| What the task requires |
This exercise asks for an exact copy of every entry below, with pictures omitted.

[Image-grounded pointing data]
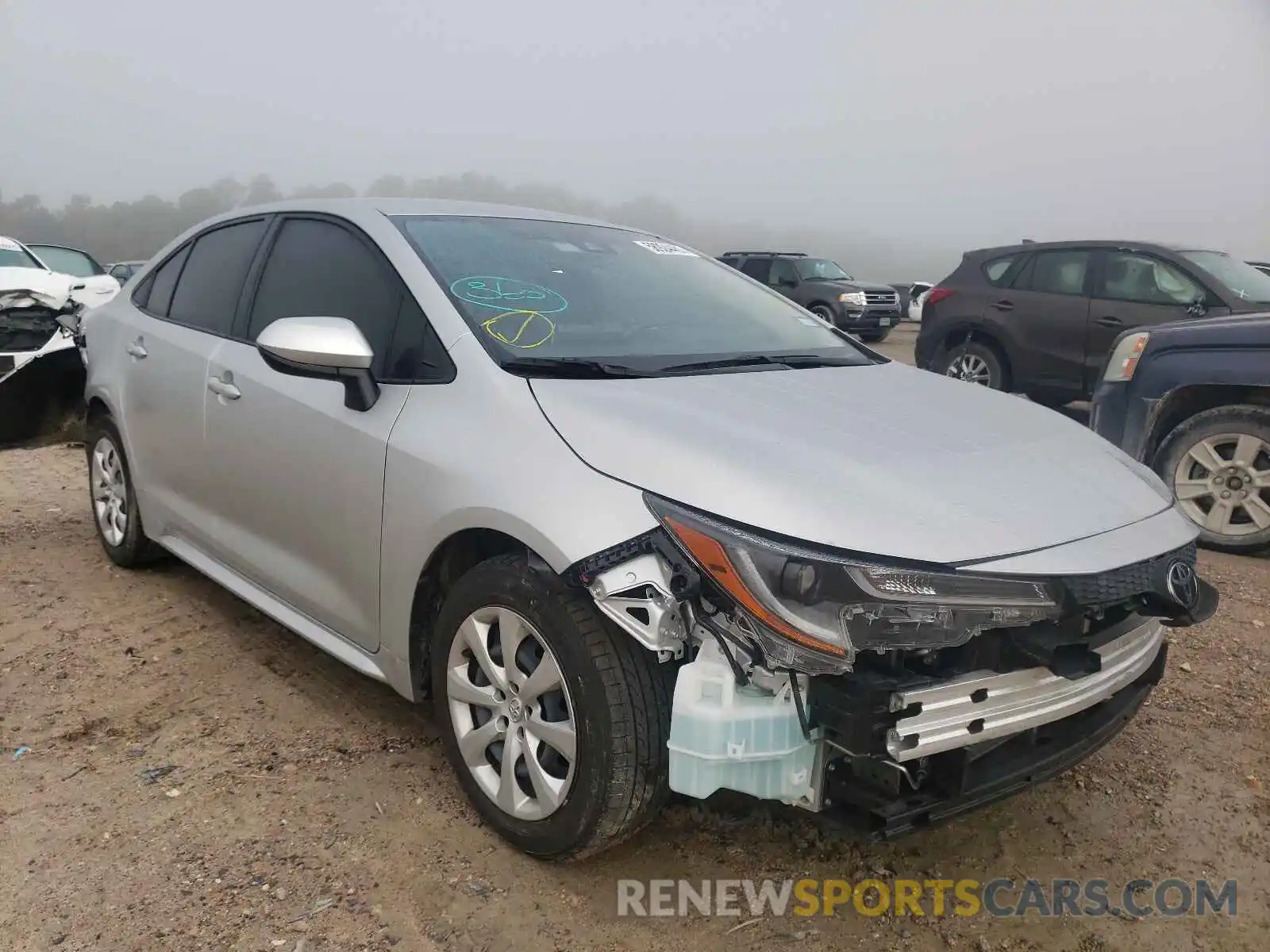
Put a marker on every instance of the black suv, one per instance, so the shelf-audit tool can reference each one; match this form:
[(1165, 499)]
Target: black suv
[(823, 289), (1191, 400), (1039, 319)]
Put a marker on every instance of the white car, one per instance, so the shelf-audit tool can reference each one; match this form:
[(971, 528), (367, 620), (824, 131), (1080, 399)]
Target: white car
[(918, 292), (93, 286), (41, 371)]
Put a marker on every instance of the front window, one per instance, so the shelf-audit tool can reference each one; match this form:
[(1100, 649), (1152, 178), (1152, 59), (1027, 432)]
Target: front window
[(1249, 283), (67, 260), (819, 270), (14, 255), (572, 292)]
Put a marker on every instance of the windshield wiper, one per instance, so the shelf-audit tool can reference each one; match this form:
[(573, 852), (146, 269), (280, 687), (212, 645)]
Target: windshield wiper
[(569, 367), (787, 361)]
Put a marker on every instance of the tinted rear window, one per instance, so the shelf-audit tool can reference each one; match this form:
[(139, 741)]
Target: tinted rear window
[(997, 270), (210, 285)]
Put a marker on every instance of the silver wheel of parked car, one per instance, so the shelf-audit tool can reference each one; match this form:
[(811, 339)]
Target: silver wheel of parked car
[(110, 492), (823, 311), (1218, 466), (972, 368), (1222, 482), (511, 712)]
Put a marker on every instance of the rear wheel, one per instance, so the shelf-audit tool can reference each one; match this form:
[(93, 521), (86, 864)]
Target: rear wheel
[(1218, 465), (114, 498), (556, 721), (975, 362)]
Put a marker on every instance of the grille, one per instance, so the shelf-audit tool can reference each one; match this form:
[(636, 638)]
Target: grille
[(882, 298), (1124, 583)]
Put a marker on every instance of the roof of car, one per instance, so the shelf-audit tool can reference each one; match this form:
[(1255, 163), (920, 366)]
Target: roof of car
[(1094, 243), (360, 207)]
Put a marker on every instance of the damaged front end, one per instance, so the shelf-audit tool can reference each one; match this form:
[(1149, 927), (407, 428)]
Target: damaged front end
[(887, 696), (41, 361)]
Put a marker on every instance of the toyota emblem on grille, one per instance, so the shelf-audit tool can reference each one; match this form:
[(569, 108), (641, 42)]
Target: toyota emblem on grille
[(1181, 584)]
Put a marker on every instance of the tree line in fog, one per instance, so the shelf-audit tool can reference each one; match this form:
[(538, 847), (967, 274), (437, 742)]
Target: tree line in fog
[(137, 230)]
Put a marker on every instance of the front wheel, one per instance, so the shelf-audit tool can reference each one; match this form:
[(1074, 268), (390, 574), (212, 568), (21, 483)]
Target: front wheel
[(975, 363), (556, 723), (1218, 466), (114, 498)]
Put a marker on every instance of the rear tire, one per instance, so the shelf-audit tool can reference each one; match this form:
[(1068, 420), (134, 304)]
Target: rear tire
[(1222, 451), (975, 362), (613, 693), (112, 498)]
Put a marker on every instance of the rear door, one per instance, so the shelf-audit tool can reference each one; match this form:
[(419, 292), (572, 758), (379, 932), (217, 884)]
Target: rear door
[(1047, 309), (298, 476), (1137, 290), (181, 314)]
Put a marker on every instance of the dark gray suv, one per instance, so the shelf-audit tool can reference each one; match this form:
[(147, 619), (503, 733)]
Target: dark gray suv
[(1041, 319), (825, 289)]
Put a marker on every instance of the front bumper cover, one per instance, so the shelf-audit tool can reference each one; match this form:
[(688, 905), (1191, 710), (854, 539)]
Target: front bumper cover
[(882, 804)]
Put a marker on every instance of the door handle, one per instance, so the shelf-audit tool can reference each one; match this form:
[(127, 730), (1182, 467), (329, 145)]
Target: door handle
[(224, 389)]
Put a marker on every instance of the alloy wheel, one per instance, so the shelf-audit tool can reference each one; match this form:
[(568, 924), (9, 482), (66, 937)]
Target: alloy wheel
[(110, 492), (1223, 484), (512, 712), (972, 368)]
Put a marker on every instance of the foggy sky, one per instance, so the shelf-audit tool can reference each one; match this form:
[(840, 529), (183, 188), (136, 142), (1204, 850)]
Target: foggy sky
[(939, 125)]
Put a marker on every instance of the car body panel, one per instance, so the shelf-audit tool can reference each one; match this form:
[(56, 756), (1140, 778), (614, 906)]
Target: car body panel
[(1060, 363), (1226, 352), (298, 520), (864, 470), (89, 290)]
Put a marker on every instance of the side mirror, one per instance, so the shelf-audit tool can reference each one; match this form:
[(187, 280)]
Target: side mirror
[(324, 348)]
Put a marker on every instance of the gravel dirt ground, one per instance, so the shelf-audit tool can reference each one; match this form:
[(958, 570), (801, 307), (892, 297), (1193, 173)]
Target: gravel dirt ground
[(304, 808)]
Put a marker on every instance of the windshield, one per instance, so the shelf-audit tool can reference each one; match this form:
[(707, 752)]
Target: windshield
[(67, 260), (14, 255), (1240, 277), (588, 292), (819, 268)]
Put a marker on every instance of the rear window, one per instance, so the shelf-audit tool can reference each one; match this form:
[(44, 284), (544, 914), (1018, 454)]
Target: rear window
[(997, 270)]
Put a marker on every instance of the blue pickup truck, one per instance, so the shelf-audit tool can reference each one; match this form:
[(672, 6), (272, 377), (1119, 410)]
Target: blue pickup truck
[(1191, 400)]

| Response area |
Put a marker on every instance of the black suv, one per instance, so the shelf-audit tool can reference each one; match this form:
[(1165, 499)]
Target: black suv
[(823, 289), (1191, 400), (1039, 319)]
Put a marker on every instance of the white car, one per instance, so the shelf-audit tool can reference each one; match this form:
[(971, 528), (367, 620), (824, 131), (1080, 399)]
Target: white car
[(918, 292), (93, 286), (41, 371)]
Put a marker on every instance of the front window, one per instance, so the shelf-audit tool can reference each one; match this form:
[(1100, 649), (1152, 178), (1152, 59), (1027, 432)]
Target: front window
[(1249, 283), (67, 260), (819, 270), (14, 255), (572, 292)]
Put a marker on every instance of the windshield wiper, one per instance, so the shelf-audit tool can reference each one; match this form:
[(573, 852), (146, 269), (280, 687), (212, 645)]
Target: windshield wiper
[(569, 367), (787, 361)]
Put a marker on every instance of the tinted rear window, one per instance, so the shelf-audit tool can reference each one; match this form:
[(139, 741)]
Target: tinted rear window
[(997, 270), (210, 285)]
Put a marker on every instance of the silver wheel of parked car, one per instance, so the shelf-audit tool can reference each one; match this form:
[(811, 339)]
Target: silver wheel of parked car
[(110, 492), (823, 311), (1218, 466), (972, 368), (1222, 482), (511, 712)]
Put a marker on every instance of the rear wheel, one per instance, so the shelf-audit tool can reference each one; match this form:
[(93, 521), (86, 864)]
Target: rear wheel
[(1218, 465), (114, 498), (556, 721), (975, 362)]
Put a marker on every instance of the grille, one per instance, so the shelf-audit tool can reference each one; match this form:
[(636, 638)]
Target: grille
[(882, 298), (1124, 583)]
Put a marker on every instance of the roof of car, one per instance, so the shelf-audit tool can reference each one; match this form:
[(1255, 163), (920, 366)]
Target: roof of car
[(1094, 243), (360, 207)]
Put a marker on every instance of the damaged front end, one per instance, so the shelf-audit tool can reference each one; match this form:
[(1149, 927), (407, 428)]
Target: damaged front end
[(887, 696), (41, 361)]
Put a marker on every instance of the toyota emblem on grille, one per instance, so the shelf-audit tool can reference each one; match this form:
[(569, 108), (641, 42)]
Target: toyota emblem on grille
[(1181, 584)]
Put a marker on every instance of the tree line in fog, one per instance, so the shelf-audit tool can reference each one; match this form:
[(538, 847), (967, 274), (437, 742)]
Target: tree line in fog
[(137, 230)]
Put a marker on every instance of the front wheel, one per instance, so the shelf-audit tool can reference each one; match this form:
[(1074, 268), (390, 574), (212, 568), (21, 483)]
Target: front wheel
[(975, 363), (556, 723), (1218, 466), (114, 498)]
Put a marker on every instance of the rear tire, one per instance, so the shelf-audit tool can reference each one; match this form:
[(1068, 420), (134, 304)]
Target: rear tire
[(1222, 451), (975, 362), (613, 693), (112, 498)]
Put a marker on every instance of the rear door, one per instance, so the shelf-audit tool can reference each one; match this form:
[(419, 292), (572, 758), (379, 932), (217, 884)]
Target: rear door
[(1047, 309), (298, 476), (1137, 290), (181, 314)]
Put a marker on every instance of the dark gray suv, one per instance, so the shelf-audit tool can reference each one; match this form:
[(147, 619), (503, 733)]
Target: dark gray suv
[(1041, 319), (825, 289)]
Put a marker on every instance of the front bumper cover, one per instance, so the shelf-audit tool can reference each one; match this form:
[(688, 905), (1191, 710), (854, 539)]
Target: front bumper cover
[(882, 804)]
Put a marker on every instance of the door handle, one per instance, so the shelf-audit tool can reference each one; match this form:
[(127, 730), (1182, 467), (329, 145)]
Target: door handle
[(224, 389)]
Put a marker on every instance of the alloy wheel, one per instance, so the shelf-audit tool can reference each one; match this form:
[(568, 924), (9, 482), (66, 937)]
Target: alloy wheel
[(110, 492), (1223, 484), (512, 712), (972, 368)]
Put a marker on every instance of the foggy sky, one per instance, so the shelf-audit tool can reference each one; match this form:
[(840, 529), (183, 188), (136, 142), (1204, 850)]
Target: foggy sky
[(939, 125)]
Put a marker on every instance of the car body panel, one per instance, so the shelf-audit tool can reference each one; match this form:
[(56, 756), (1140, 778), (614, 906)]
Target: car body panel
[(1060, 363), (1226, 352), (298, 520), (864, 470), (89, 290)]
Put a marker on every instance of the side mirror, one per instance, so the shelf-audit tool can reference each one; match this form:
[(187, 280)]
Target: side mirror
[(324, 348)]
Put a marker on every instance of the gravel dirt ground, one per instance, so the shelf-audit tool can reference each one; match this form:
[(958, 570), (801, 307), (892, 297), (1193, 173)]
Target: gravel dirt ground
[(304, 808)]
Put a marker on every instance of the windshield, one per instance, so the shelf-audit tool can reference each one; match this form:
[(707, 752)]
Target: windshield
[(67, 260), (14, 255), (1240, 277), (588, 292), (819, 268)]
Put a marker on every instance of the rear window, one per instance, so the shelf-audit tool can reference each one; match this form:
[(44, 284), (544, 914), (1018, 454)]
Target: rear window
[(997, 270)]
Put a marker on every instance of the blue pickup truck, one per instance, so the shelf-audit tool can reference each one; match this form:
[(672, 6), (272, 377), (1119, 410)]
Target: blue pickup truck
[(1191, 400)]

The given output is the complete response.